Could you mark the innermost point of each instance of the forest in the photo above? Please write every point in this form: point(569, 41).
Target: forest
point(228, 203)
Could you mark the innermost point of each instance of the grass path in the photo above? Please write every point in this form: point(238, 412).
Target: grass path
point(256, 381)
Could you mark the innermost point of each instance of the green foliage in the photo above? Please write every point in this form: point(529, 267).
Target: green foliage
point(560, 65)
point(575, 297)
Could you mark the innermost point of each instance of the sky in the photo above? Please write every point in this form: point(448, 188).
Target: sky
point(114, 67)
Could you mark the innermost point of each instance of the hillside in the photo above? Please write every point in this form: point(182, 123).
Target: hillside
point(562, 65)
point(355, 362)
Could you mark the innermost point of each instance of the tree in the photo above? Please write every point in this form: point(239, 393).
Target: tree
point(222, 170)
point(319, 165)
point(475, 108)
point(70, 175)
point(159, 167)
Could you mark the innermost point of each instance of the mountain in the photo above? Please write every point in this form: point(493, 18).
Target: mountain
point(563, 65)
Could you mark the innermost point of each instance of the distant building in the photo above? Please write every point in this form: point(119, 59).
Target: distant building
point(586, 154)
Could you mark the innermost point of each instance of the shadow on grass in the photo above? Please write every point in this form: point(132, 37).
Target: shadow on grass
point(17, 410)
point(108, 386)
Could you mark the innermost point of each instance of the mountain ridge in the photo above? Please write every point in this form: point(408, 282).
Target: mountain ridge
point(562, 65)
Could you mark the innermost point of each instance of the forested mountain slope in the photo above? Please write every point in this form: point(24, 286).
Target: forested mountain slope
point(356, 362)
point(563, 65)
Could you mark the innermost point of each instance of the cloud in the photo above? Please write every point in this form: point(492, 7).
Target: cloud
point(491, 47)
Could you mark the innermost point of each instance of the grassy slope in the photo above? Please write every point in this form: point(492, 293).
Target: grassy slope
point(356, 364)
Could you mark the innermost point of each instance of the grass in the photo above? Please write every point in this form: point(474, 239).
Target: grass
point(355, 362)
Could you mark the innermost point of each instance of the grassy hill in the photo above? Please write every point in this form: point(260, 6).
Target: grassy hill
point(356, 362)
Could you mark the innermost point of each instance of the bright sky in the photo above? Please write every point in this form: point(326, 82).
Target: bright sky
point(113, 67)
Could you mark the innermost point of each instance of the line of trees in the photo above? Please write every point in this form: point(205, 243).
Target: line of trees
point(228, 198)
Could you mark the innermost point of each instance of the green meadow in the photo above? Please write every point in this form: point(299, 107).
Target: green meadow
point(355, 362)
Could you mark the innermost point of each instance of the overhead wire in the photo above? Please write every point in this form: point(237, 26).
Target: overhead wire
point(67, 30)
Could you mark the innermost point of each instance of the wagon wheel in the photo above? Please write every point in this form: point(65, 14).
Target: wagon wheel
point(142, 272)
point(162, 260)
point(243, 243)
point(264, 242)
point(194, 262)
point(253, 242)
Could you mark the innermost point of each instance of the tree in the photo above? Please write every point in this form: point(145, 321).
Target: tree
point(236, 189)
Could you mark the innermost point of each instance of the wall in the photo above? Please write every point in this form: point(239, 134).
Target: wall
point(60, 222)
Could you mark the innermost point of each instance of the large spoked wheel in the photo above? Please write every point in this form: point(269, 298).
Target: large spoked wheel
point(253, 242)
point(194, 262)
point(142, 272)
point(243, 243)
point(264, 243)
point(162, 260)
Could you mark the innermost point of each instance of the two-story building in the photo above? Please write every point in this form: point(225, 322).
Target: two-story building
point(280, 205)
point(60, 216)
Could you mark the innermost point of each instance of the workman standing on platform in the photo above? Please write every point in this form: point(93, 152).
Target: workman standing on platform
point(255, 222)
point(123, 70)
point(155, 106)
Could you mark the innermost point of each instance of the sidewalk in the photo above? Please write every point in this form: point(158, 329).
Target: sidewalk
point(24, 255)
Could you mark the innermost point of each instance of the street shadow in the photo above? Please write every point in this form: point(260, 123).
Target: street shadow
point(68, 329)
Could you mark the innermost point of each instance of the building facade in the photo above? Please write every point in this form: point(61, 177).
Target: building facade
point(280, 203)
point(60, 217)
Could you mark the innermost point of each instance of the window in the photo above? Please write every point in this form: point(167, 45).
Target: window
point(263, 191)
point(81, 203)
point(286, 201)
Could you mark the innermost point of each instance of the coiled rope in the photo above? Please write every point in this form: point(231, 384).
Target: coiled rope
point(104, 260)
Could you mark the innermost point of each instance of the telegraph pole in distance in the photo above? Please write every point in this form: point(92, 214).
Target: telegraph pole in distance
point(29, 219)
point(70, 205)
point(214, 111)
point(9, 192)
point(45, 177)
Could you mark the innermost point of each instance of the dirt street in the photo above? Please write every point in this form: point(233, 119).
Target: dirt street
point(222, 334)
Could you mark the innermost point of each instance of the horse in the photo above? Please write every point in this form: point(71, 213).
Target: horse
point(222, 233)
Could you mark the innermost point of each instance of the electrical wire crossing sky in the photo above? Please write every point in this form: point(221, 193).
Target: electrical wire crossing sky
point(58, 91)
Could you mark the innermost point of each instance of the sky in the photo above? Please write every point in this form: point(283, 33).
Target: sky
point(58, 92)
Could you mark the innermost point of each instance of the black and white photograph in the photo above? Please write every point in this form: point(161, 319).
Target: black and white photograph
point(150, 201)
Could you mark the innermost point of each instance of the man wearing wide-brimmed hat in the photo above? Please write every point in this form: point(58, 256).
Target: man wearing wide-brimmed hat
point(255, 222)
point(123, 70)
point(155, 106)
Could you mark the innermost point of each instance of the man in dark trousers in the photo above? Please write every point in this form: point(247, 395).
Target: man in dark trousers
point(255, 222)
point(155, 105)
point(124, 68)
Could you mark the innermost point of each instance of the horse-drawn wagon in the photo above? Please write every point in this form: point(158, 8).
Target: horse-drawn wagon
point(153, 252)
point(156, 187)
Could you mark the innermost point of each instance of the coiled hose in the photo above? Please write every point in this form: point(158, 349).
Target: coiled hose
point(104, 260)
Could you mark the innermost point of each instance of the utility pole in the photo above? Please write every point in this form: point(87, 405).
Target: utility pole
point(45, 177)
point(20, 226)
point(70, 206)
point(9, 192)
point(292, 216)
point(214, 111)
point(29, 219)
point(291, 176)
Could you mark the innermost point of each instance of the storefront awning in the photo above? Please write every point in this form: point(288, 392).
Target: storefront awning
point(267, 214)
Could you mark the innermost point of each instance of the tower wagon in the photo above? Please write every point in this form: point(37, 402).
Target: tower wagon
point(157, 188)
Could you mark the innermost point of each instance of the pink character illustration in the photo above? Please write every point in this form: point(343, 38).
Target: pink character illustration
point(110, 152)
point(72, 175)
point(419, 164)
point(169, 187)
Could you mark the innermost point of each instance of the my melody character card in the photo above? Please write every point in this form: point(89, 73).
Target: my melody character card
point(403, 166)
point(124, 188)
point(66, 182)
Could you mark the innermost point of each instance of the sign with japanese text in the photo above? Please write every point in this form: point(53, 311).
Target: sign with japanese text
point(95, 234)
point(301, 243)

Exercise details:
Convert all the lines above into a JSON list of strings, with one string per line and blank lines omitted.

Exercise response:
[
  "Could you mark the innermost point of each instance of the forest in the photo above? Please write every point in this form: point(569, 41).",
  "Target: forest",
  "point(228, 203)",
  "Could you mark the innermost point of each instance of the grass path in the photo above? Please write every point in this form: point(238, 412).",
  "Target: grass path",
  "point(256, 381)",
  "Could you mark the innermost point of each instance of the green foliage in the photo above? Please write every point in this form: point(529, 267).",
  "Target: green foliage",
  "point(560, 65)",
  "point(575, 297)",
  "Could you mark the innermost point of each instance of the sky in the photo above? Please write every point in this form: point(448, 188).",
  "Target: sky",
  "point(114, 67)",
  "Could you mark the innermost point of each instance of the hillside in the photo above? Please write every point in this form: point(182, 123).",
  "Target: hillside",
  "point(562, 65)",
  "point(355, 362)",
  "Could you mark the innermost point of each instance of the tree in the photo above? Please write every point in this form: point(239, 393).",
  "Target: tree",
  "point(222, 170)",
  "point(319, 165)",
  "point(475, 108)",
  "point(70, 175)",
  "point(159, 167)",
  "Could you mark the innermost point of each instance of the mountain in the photo above? Please write every point in this form: point(493, 18).",
  "Target: mountain",
  "point(563, 65)",
  "Could you mark the innermost point of each instance of the distant building in the photo above? Please write every point in this form: point(119, 59).",
  "Target: distant building",
  "point(586, 154)",
  "Could you mark the innermost point of each instance of the shadow on grass in the photo above? Please write every point in this form: point(132, 37).",
  "Target: shadow on grass",
  "point(17, 410)",
  "point(108, 386)",
  "Could you mark the innermost point of each instance of the mountain ridge in the photo above? Please write every point in this form: point(408, 282).",
  "Target: mountain ridge",
  "point(562, 65)",
  "Could you mark the innermost point of each instance of the forested mountain slope in the photo above? Please write every point in this form: point(24, 286).",
  "Target: forested mountain slope",
  "point(356, 362)",
  "point(563, 65)",
  "Could you mark the innermost point of each instance of the cloud in the photo above? Please write every point in this form: point(492, 7).",
  "Target: cloud",
  "point(491, 47)",
  "Could you mark the innermost point of each instance of the grassy slope in the photo above? Please write every point in this form: point(492, 293).",
  "Target: grassy slope",
  "point(356, 364)",
  "Could you mark the innermost point of each instance of the grass in the photo above? Please write every point in this form: point(474, 239).",
  "Target: grass",
  "point(355, 362)",
  "Could you mark the innermost point of each instance of the grassy hill in the photo above? Please write every point in this form: point(260, 6).",
  "Target: grassy hill",
  "point(356, 362)",
  "Could you mark the innermost point of each instance of the bright sky in the photo above? Please write every point in this form: point(326, 82).",
  "Target: bright sky",
  "point(113, 67)",
  "Could you mark the innermost point of each instance of the line of trees in the photo above? Please write every point in this form: point(205, 243).",
  "Target: line of trees",
  "point(228, 198)",
  "Could you mark the innermost point of each instance of the green meadow in the photo above? Please write every point in this form: point(299, 107).",
  "Target: green meadow",
  "point(355, 362)",
  "Could you mark the innermost point of each instance of the overhead wire in the photo above? Please write every point in this form: point(237, 26).",
  "Target: overhead wire",
  "point(67, 30)",
  "Could you mark the innermost point of each instance of the wagon wheel in the photo above? Please write every point in this form: point(65, 14).",
  "Target: wagon wheel",
  "point(142, 272)",
  "point(162, 260)",
  "point(243, 243)",
  "point(264, 242)",
  "point(194, 262)",
  "point(253, 242)",
  "Could you mark the innermost point of each instance of the tree in the photo above? Please write every point in this form: point(145, 321).",
  "Target: tree",
  "point(236, 189)",
  "Could you mark the innermost point of each instance of the wall in the photo above? Please write every point in this form: point(239, 134).",
  "Target: wall",
  "point(60, 222)",
  "Could you mark the innermost point of each instance of the large spoked wheel in the photo above? Please write every point in this form: point(269, 298).",
  "Target: large spoked wheel",
  "point(253, 242)",
  "point(194, 262)",
  "point(142, 272)",
  "point(243, 243)",
  "point(264, 243)",
  "point(162, 260)",
  "Could you mark the innermost point of each instance of the two-story building in the photo above? Please write every point in this form: point(225, 322).",
  "Target: two-story building",
  "point(280, 205)",
  "point(60, 216)",
  "Could you mark the innermost point of each instance of the workman standing on platform in the photo above? Please write every point in this form: point(93, 152).",
  "Target: workman standing on platform",
  "point(255, 222)",
  "point(123, 70)",
  "point(155, 106)",
  "Could you mark the innermost point of each instance of the sidewalk in the photo above? Please write every point in this form: point(158, 329).",
  "Target: sidewalk",
  "point(24, 255)",
  "Could you mark the innermost point of each instance of the street shadow in the photo above? Please write every point in this form: point(260, 123).",
  "Target: street shadow",
  "point(68, 329)",
  "Could you mark the innermost point of each instance of the building facade in the photo above? Please write every point in this form: point(61, 177).",
  "Target: building facade",
  "point(280, 203)",
  "point(60, 217)",
  "Could you mark the innermost point of each instance of the window in the photo above? Please write every point in this form: point(167, 45).",
  "Target: window",
  "point(263, 191)",
  "point(81, 203)",
  "point(286, 201)",
  "Could you mark the innermost point of each instance of the coiled rope in the photo above? Please write every point in this form: point(231, 384).",
  "Target: coiled rope",
  "point(104, 260)",
  "Could you mark the innermost point of each instance of the telegraph pole in distance in the photo above? Please write every point in this form: point(92, 214).",
  "Target: telegraph pole in distance",
  "point(29, 219)",
  "point(70, 205)",
  "point(214, 111)",
  "point(9, 192)",
  "point(45, 177)",
  "Could you mark the innermost point of each instance of the dirt street in the photo above? Please write every point in this form: point(233, 119).",
  "Target: dirt street",
  "point(222, 334)",
  "Could you mark the innermost point of each instance of the horse in the photo above? Please write every point in this form: point(71, 213).",
  "Target: horse",
  "point(222, 233)",
  "Could you mark the innermost point of each instance of the electrical wire crossing sky in the photo above? Please write every point in this form: point(221, 193).",
  "Target: electrical wire crossing sky",
  "point(58, 91)",
  "Could you mark the innermost point of each instance of the sky in the photo above? Please write every point in this form: point(283, 33).",
  "Target: sky",
  "point(58, 92)",
  "Could you mark the innermost point of each instance of the black and white photograph in the photo above? Please write every point in this form: point(161, 319).",
  "Target: black and white photograph",
  "point(150, 201)",
  "Could you mark the innermost point of each instance of the man wearing wide-brimmed hat in the photo above? Please write every point in this form: point(58, 256).",
  "Target: man wearing wide-brimmed hat",
  "point(255, 222)",
  "point(123, 70)",
  "point(155, 106)",
  "Could you mark the innermost point of each instance of the man in dark trousers in the photo above? Please write every point in this form: point(247, 395).",
  "Target: man in dark trousers",
  "point(255, 222)",
  "point(155, 105)",
  "point(124, 68)",
  "Could you mark the innermost point of each instance of the horse-drawn wagon in the photo above? Please write every point in this form: point(158, 8).",
  "Target: horse-drawn wagon",
  "point(153, 252)",
  "point(156, 187)",
  "Could you mark the innermost point of each instance of the coiled hose in the photo above? Please write every point in this form: point(158, 349).",
  "Target: coiled hose",
  "point(104, 260)",
  "Could you mark the innermost point of each instance of the utility pole in the photo above? Please write every point in this form: point(87, 405).",
  "Target: utility pole",
  "point(45, 177)",
  "point(20, 226)",
  "point(70, 206)",
  "point(9, 192)",
  "point(292, 216)",
  "point(214, 111)",
  "point(29, 219)",
  "point(291, 176)",
  "Could you mark the innermost point of each instance of the storefront awning in the photo above? Please write every point in this form: point(288, 392).",
  "Target: storefront awning",
  "point(267, 214)",
  "Could you mark the innermost point of each instance of the tower wagon in the photo above? Please write every point in this form: point(37, 402).",
  "Target: tower wagon",
  "point(157, 188)",
  "Could you mark the innermost point of each instance of the pink character illustration in the photo above? Please write every point in this form: point(343, 38).",
  "Target: pink character illustration",
  "point(110, 152)",
  "point(72, 175)",
  "point(419, 164)",
  "point(169, 187)",
  "Could you mark the innermost point of each instance of the my melody character card in the photo above? Please write every point in this form: point(89, 73).",
  "Target: my melody character card",
  "point(403, 166)",
  "point(124, 188)",
  "point(66, 182)",
  "Could you mark the innermost point of each instance of the sign with japanese text in the photo above? Please write every point in this form: point(53, 311).",
  "Target: sign with japanese text",
  "point(95, 234)",
  "point(301, 243)"
]